Task description: Please repeat the material below line for line, changing nothing.

┌──

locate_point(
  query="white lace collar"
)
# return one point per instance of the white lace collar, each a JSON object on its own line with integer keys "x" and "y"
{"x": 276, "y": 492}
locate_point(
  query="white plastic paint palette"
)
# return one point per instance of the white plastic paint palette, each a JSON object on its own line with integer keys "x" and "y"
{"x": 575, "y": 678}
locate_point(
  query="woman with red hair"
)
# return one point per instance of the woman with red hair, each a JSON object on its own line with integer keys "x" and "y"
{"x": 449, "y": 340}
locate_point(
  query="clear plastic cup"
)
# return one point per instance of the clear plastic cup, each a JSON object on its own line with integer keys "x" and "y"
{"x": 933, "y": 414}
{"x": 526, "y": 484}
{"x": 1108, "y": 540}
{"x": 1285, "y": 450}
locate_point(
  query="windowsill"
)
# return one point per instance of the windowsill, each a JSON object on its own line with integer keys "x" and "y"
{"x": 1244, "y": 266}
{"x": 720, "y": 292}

└──

Output below:
locate_point(
  query="white lace collar"
)
# return one point per instance of the white lace collar, each a JSON object on its own line with integer keys "x" and "y"
{"x": 276, "y": 492}
locate_point(
  query="white plastic paint palette"
)
# return one point per instance of the white plastic paint palette, each a JSON object on its own line with integer keys "x" and "y"
{"x": 575, "y": 678}
locate_point(
  query="woman with red hair"
)
# return one point per instance of the woman with red hair, each a JSON object on its own line with integer keys "x" and "y"
{"x": 449, "y": 340}
locate_point(
  query="clear plastic cup"
)
# return one point per instance of the clear plastic cup, each a JSON object on its own line with integer keys "x" and "y"
{"x": 933, "y": 414}
{"x": 526, "y": 484}
{"x": 1108, "y": 540}
{"x": 1285, "y": 450}
locate_point(
  query="windowsill"
)
# return one point per instance of the windowsill, each a JSON object on its own line with integer keys "x" and "y"
{"x": 1244, "y": 266}
{"x": 720, "y": 292}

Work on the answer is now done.